AUFGABE 1: Schreibe aus den Datensätzen alles von der Zeile mit „-- sample [151,327].“ bis einschließlich der Zeile mit „Target: wood garage door“ unverändert ab.

EXTRAHIERTER TEXT:
------------------------------------
Manchmal wird das KSchG ja auch als Bestandsschutzgesetz bezeichnet. Ist das nicht „die Lebenslüge“ des KSchG?

Lelley: Ja, die Erfahrung in den Verhandlungen vor den Arbeitsgerichten spricht eine deutliche Sprache: Meiner Meinung nach gibt es kaum einenKündigungsschutzprozess, der wirklich mit dem Arbeitsplatzerhalt endet. Und das ist oft sogar unabhängig von der rechtlichen Beurteilung (wirksam oder unwirksam?) der Kündigung! Als Unternehmensvertreter mache ich dann gar nicht so selten die Erfahrung, dass die Gegenseite, also die klagenden Arbeitnehmer, ganz zielstrebig auf eine Abfindung zusteuern. Denen geht es gar nicht um den Arbeitsplatzerhalt. Die wollen Geld sehen. Der Bestandsschutzgedanke des KSchG ist rechtstatsächlich fast schon widerlegt, meine ich.

Klengel: Ja und nein. In einigen Bereichen der Arbeitswelt wirkt das KSchG tatsächlich so wie es intendiert ist, als Bestandsschutz: große Teile des öffentlichen Dienstes zählen hierzu, aber auch Unternehmen der Privatwirtschaft mit einer starken Interessenvertretung. Für große Bereiche der Wirtschaft besteht aber die von Ihnen beschriebene „Lebenslüge“. Andere sprechen von einem „Durchsetzungsdefizit“, weil die Arbeitgeber hier allen Unkenrufen zum Trotz letztendlich doch am längeren Hebel sitzen und eine Beendigung des Arbeitsvertrags erkaufen können. Und lassen Sie mich das noch hinzufügen: Dieses Herauskaufen funktioniert besser, wenn sie sich eine spezialisierte Beratung leisten können. Auch auf Arbeitgeberseite bestehen hier also Ungleichheiten, die sicher nicht im Sinne des Gesetzes sind.
------------------------------------
DATENSÄTZE:
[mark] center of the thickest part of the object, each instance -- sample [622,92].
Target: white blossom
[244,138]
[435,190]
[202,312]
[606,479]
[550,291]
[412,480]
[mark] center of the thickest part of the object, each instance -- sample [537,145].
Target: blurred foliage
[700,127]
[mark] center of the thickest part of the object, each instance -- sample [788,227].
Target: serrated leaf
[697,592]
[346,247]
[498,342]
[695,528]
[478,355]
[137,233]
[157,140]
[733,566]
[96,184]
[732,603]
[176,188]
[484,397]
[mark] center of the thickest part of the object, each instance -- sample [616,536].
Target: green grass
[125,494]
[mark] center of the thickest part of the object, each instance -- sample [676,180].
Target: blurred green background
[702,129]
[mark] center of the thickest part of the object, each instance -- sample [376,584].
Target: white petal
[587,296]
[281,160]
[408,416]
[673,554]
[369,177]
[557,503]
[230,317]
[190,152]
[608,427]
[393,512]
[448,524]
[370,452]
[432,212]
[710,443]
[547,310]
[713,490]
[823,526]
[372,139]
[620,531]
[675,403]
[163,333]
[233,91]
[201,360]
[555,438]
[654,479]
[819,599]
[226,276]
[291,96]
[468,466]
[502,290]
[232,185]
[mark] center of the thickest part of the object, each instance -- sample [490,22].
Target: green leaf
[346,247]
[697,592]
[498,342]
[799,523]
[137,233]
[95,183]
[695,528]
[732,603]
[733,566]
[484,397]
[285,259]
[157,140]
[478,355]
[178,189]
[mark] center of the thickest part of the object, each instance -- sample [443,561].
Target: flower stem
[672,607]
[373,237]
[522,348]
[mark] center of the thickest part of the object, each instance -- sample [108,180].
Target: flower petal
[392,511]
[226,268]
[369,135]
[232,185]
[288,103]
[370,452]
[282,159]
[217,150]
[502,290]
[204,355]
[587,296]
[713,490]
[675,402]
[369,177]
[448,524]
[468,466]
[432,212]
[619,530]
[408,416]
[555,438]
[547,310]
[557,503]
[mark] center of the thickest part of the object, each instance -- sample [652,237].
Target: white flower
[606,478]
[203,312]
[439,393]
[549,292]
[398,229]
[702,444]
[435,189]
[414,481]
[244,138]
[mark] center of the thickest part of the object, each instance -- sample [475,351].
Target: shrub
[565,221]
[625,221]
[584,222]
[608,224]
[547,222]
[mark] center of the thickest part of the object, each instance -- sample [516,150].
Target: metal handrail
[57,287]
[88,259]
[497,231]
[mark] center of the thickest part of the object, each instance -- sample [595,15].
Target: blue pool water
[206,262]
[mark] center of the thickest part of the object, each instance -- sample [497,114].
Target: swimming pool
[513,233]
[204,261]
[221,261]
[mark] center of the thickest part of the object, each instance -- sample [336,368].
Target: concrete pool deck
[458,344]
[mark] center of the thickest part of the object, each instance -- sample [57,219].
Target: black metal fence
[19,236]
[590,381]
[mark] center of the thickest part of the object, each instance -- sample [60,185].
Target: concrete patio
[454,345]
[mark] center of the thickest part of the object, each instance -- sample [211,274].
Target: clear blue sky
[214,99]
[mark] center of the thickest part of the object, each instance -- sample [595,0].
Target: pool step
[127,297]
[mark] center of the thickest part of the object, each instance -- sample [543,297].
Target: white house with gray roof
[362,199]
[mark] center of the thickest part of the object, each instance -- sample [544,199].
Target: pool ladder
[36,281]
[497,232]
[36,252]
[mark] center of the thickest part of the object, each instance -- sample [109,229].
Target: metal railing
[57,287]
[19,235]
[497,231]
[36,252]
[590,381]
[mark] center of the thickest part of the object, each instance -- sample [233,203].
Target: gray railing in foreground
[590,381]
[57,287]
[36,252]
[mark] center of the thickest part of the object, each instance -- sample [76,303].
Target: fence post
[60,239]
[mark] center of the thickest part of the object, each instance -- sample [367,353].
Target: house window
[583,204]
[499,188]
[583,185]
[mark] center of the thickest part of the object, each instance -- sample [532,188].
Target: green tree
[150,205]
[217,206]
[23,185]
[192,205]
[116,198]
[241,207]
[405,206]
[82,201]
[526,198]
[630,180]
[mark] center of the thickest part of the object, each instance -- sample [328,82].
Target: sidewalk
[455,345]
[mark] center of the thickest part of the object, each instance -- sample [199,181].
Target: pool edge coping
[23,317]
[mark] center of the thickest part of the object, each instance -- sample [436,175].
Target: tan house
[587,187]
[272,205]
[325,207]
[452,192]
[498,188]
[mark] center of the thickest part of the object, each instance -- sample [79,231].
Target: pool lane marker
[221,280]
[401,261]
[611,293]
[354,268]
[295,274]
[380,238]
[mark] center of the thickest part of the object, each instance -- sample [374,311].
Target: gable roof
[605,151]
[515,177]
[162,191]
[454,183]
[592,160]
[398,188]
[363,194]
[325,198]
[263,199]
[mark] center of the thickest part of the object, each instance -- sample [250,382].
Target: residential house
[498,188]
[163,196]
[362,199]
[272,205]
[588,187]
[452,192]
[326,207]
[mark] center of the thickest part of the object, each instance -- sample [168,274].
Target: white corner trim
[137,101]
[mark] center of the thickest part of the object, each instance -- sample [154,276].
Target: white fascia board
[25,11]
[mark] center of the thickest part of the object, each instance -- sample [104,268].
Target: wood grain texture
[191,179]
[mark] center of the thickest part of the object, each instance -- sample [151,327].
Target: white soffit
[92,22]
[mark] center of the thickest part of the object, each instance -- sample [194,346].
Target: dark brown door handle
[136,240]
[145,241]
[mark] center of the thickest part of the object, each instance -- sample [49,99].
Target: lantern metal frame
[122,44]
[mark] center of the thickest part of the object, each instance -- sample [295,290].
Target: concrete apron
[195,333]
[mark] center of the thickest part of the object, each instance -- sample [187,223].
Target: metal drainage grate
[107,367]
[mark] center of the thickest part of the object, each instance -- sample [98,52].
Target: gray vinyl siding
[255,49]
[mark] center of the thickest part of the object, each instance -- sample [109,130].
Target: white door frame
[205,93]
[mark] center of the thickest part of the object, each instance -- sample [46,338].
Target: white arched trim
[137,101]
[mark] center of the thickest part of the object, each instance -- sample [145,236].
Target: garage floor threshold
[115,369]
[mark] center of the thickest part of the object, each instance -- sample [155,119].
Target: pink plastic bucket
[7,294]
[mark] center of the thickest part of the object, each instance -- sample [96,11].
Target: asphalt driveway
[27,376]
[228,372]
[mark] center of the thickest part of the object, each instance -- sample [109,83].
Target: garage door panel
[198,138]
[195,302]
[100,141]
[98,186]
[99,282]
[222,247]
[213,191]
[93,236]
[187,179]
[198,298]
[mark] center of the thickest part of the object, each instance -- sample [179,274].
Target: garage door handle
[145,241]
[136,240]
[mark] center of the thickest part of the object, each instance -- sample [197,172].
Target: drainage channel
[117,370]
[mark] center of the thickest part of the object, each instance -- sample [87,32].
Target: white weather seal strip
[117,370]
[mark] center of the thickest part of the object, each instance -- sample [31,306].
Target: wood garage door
------------------------------------
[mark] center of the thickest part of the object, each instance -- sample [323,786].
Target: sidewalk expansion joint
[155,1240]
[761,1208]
------------------------------------
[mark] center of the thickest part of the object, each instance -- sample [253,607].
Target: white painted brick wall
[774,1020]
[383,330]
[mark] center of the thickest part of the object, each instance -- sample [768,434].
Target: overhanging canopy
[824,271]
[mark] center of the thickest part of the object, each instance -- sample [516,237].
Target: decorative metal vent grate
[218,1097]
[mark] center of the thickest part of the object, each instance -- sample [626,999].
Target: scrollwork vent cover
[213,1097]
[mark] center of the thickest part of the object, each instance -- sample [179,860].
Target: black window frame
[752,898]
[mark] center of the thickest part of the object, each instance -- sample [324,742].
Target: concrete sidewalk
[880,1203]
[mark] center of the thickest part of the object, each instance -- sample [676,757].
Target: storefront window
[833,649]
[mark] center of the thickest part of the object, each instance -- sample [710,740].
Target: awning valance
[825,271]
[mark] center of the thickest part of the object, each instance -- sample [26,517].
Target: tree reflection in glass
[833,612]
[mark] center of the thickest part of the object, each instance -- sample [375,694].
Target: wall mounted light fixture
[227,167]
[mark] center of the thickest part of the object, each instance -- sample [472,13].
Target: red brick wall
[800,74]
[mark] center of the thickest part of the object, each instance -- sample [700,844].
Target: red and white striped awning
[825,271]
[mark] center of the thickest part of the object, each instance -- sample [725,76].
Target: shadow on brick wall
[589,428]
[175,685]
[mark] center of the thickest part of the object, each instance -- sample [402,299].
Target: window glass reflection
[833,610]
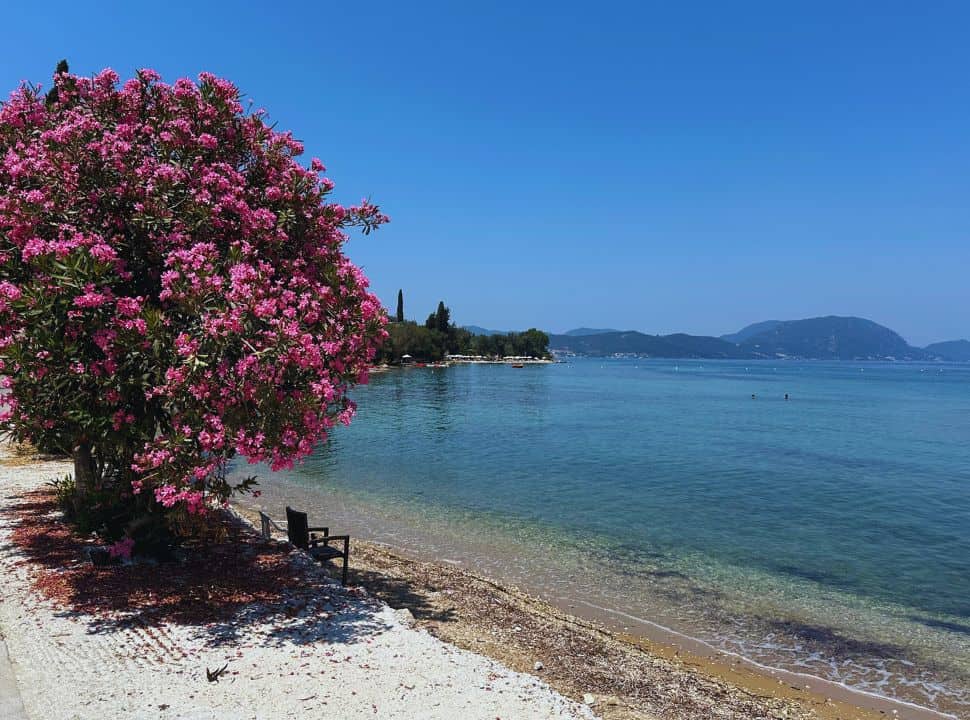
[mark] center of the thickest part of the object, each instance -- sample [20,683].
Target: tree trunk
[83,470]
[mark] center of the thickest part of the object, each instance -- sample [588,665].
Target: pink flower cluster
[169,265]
------------------------------------
AUFGABE 2: Führe das Interview über das Kündigungsschutzgesetz nach seinem letzten Satz weiter.

ANTWORT 1:
[mark] center of the thickest part of the object, each instance -- sample [151,327].
Target: white soffit
[92,22]
[mark] center of the thickest part of the object, each instance -- sample [194,346].
Target: dark brown door handle
[136,240]
[145,241]
[mark] center of the thickest part of the object, each instance -- sample [49,99].
Target: lantern metal frame
[122,44]
[mark] center of the thickest part of the object, each instance -- sample [295,290].
Target: concrete apron
[195,333]
[mark] center of the thickest part of the object, each instance -- sample [187,223].
Target: metal drainage grate
[107,367]
[mark] center of the thickest part of the object, each instance -- sample [98,52].
Target: gray vinyl siding
[255,49]
[mark] center of the thickest part of the object, each instance -- sample [109,130].
Target: white door frame
[205,93]
[mark] center of the thickest part of the object, each instance -- sample [46,338].
Target: white arched trim
[137,101]
[mark] center of the thickest part of the object, each instance -- sample [145,236].
Target: garage floor threshold
[115,369]
[mark] center of the thickest part of the object, each instance -- sample [155,119].
Target: pink plastic bucket
[7,294]
[mark] center of the thickest part of the object, each instance -- sample [96,11].
Target: asphalt driveway
[27,376]
[228,372]
[mark] center of the thickest part of the object, each instance -- sample [109,83].
Target: garage door panel
[198,138]
[195,302]
[100,141]
[98,186]
[99,282]
[222,247]
[213,191]
[93,236]
[187,179]
[198,298]
[mark] center of the thickest part of the object, each instance -- sample [179,274].
Target: garage door handle
[145,241]
[136,240]
[mark] center of the thickest part of the object, each instance -- sample [197,172].
Target: drainage channel
[117,370]
[mark] center of the thickest part of the object, each instance -- sample [87,32].
Target: white weather seal strip
[117,370]
[mark] center of the thickest part of the object, each instance -- sample [31,306].
Target: wood garage door

ANTWORT 2:
Im KSchG gibt es Ansätze des gelockerten Bestandschutzes, vor allem in § 1a oder § 14 Abs. 2. Liegt dem eine gewisse Unentschlossenheit zugrunde?

Klengel: Der Bestandsschutz ist nach wie vor das zentrale Leitprinzip des KSchG. Die von Ihnen genannten prägen die Praxis des Kündigungsschutzes nicht: § 1a KSchG setzt bekanntlich einen entsprechenden Hinweis des Arbeitgebers in der Kündigungserklärung voraus, er hat es also in der Hand, ob es zur Abfindungslösung kommt oder nicht. § 14 greift nur für den eng gefassten Kreis der leitenden Angestellten, hier ist der Anwendungsbereich also schmal. Eine Systemwende hin zur Abfindungsregelung ergäbe auch wenig Sinn –letztlich laufen auch die in anderen Ländern praktizierten Abfindungslösungen auf ein ähnliches Ergebnis hinaus: Arbeitgeberinnen und Arbeitgeber können das Arbeitsverhältnis beenden, fraglich ist, welchen Preis das hat.

Lelley: Da sind wir einer Meinung: Die Ansätze zum gelockerten Bestandsschutz prägen das KschG nicht – leider, aus meiner Sicht. Und auch eine Systemwende hin zu einem Abfindungsgesetz gibt es nicht – wieder leider. Der § 1a KSchG führt ein Schattendasein nicht zuletzt deshalb, weil die Norm, einmal zurückhaltend ausgedrückt, keine Meisterleistung des Gesetzgebers war. Sie ist in der Praxis einfach nicht gut zu handhaben. Aber das heißt ja nicht, die Idee, die der Norm zugrunde liegt, wäre grundsätzlich eine schlechte.

Sehen Sie Alternativen oder Entwicklungsmöglichkeiten zum aktuellen KSchG – etwa in Form einer Lockerung oder Verschärfung des gesetzlichen Kündigungsschutzes?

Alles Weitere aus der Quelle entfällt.